Exercise task 1: Present the rows, from the line containing "In this exercise you will indicate the windshield" through the line containing "[(471, 419)]", as a Markdown table with the columns Number and Line text. Skip blank lines and leave the pictures out.

The catalytic performance of the sample for CO oxidation was studied at normal pressure in the temperature range 300–773 K in a fixed bed microreactor under the temperature ramp of 5 K min⁻¹. Approximately 100 mg of the catalyst sample (250–355 μm sieve fraction) was diluted with quartz particles of the same sieve fraction and placed in a quartz reactor. The reactor ends were plugged with ceramic wool. The reaction temperature was monitored using a thermocouple placed in the hollow part of the reactor. The following gases and gas mixtures were used for the oxidation (supplied by Air Liquide): argon (>99.999% purity), 9.98% CO (CO purity, >99.997%), and 10.2% O₂ (oxygen purity, >99.995%). The total flow rates maintained by three mass flow controllers were in the range of 50–60 sccm (standard cubic centimetres per minute). The CO and CO₂ gas concentrations were measured using a Uras 14 infrared analyzer module, and the O₂ concentration was measured using a Magnos 16 analyzer (Hartmann & Braun). Prior to oxidation of CO, the catalyst was heated to 773 K in the 10.2% O₂/Ar gas mixture, using a heating ramp of 10 K min⁻¹, and kept at the final temperature for 1 h. The oxidized sample was then purged in argon. Partial pressures of CO and O₂ were in the range of 10 mbar.

Exercise task 2:
Answer these questions from the CO oxidation passage:
(a) What temperature ramp was applied during the catalytic measurements?
(b) Which analyzer measured the O₂ concentration?
(c) How long was the catalyst kept at 773 K in the O₂/Ar mixture before CO oxidation?

Raw data:

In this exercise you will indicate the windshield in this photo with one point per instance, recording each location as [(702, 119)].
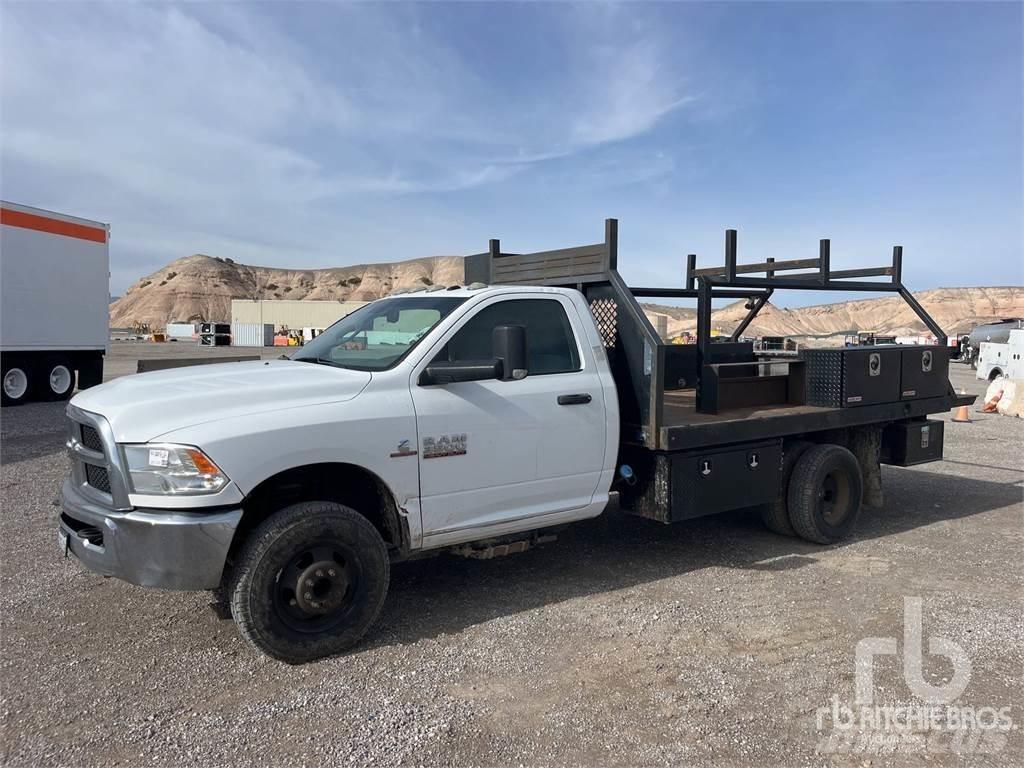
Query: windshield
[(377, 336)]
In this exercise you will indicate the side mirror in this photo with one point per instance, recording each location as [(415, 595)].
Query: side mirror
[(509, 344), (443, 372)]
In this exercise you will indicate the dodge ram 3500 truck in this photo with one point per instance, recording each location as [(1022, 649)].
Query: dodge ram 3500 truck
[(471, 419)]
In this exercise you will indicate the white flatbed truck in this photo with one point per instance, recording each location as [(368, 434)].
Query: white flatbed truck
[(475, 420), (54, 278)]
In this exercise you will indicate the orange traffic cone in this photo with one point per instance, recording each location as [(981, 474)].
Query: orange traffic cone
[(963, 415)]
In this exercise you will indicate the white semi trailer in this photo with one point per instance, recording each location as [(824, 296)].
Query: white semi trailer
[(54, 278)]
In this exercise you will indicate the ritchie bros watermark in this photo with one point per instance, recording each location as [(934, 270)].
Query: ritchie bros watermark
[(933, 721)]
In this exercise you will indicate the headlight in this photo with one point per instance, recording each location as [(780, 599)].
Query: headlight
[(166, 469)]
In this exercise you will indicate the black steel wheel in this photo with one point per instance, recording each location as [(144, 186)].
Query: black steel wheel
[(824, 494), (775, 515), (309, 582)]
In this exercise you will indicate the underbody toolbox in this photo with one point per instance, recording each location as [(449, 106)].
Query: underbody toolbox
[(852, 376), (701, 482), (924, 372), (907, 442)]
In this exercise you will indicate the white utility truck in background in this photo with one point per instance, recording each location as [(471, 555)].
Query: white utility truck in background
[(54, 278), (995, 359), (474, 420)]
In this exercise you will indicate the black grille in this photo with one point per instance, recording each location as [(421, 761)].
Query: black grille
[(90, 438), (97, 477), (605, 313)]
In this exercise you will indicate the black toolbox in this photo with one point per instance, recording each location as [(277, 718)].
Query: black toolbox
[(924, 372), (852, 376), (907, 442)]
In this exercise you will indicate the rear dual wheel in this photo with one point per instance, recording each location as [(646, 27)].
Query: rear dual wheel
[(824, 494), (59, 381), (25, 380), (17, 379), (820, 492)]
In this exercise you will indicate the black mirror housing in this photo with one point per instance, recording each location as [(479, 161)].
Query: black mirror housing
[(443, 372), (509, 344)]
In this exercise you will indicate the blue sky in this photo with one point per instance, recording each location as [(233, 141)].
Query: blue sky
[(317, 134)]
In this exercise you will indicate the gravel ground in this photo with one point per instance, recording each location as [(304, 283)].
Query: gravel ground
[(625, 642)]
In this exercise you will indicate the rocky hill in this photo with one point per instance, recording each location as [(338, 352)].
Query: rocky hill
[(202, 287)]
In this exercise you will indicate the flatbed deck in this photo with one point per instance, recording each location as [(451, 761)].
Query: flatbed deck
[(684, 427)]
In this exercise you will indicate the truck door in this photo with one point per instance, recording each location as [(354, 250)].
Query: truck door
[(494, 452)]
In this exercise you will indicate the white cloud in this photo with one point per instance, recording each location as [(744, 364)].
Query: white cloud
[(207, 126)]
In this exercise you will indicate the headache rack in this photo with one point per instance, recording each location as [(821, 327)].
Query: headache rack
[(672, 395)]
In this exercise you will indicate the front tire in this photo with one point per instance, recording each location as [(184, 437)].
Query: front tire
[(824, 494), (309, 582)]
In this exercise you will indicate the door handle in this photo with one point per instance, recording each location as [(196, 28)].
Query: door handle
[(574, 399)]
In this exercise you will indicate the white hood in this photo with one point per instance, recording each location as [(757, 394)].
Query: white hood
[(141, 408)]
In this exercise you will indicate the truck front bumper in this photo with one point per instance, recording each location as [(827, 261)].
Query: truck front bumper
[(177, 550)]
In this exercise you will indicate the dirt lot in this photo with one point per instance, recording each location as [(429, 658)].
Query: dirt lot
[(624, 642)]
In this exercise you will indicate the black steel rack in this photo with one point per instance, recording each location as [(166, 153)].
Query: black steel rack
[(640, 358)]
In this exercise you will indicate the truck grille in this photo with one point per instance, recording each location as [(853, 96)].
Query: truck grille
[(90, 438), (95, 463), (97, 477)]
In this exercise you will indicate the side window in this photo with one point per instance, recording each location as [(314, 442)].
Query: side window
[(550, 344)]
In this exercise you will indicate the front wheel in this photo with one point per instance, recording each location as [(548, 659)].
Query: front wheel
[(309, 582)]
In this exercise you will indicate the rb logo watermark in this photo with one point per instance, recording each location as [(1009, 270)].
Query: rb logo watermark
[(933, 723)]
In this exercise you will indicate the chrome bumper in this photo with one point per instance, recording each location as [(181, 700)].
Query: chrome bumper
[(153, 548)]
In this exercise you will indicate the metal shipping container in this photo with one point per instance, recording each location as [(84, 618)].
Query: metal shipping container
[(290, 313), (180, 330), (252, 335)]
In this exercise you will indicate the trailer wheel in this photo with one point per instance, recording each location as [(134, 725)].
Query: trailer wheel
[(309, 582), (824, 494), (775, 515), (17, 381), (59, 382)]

...

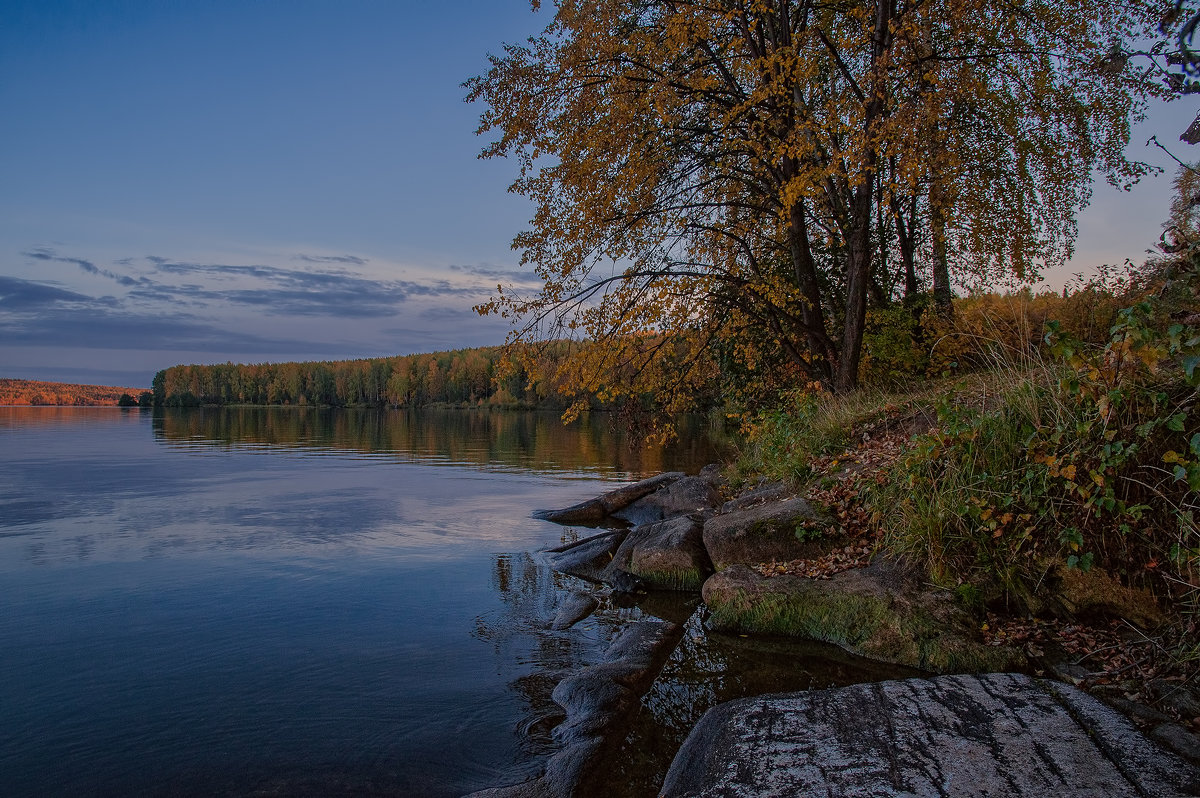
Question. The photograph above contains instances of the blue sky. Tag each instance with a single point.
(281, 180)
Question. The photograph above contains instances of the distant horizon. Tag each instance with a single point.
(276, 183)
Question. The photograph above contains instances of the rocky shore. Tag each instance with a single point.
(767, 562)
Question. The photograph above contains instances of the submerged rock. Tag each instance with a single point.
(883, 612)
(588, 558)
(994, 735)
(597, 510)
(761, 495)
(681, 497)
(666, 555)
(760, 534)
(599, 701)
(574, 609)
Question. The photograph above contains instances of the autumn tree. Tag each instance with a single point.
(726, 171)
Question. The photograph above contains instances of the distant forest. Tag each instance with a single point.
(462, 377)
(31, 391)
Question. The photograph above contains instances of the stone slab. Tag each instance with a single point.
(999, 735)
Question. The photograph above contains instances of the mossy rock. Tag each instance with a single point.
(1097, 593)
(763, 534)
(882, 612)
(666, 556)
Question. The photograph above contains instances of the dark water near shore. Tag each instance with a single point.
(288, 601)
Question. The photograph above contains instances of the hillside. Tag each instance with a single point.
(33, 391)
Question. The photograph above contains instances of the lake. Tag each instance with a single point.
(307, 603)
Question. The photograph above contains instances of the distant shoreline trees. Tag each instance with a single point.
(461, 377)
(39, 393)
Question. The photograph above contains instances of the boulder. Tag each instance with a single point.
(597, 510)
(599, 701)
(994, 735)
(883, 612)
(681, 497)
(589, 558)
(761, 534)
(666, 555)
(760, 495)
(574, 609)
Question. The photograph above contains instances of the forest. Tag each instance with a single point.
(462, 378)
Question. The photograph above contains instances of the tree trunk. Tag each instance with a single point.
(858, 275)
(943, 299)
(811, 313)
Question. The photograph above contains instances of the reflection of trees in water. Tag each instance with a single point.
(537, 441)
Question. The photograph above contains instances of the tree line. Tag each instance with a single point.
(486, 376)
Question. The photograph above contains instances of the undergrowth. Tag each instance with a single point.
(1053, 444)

Exercise output 1:
| Number | Line text |
|---|---|
| 1 | In this exercise you will indicate the windshield in this photo with one point per instance, recording each location as [(702, 119)]. |
| 2 | Query: windshield |
| 3 | [(377, 336)] |
| 4 | In this exercise you will indicate the side mirror in this photo with one point per instance, recording each location as [(415, 595)]. |
| 5 | Query: side mirror |
| 6 | [(509, 344), (443, 372)] |
| 7 | In this exercise you will indicate the dodge ram 3500 truck in this photo with one point per instance, recording each location as [(1022, 649)]. |
| 8 | Query: dodge ram 3500 truck |
| 9 | [(471, 419)] |

Exercise output 2:
(a) 5 K min⁻¹
(b) A Magnos 16 analyzer (Hartmann & Braun)
(c) 1 h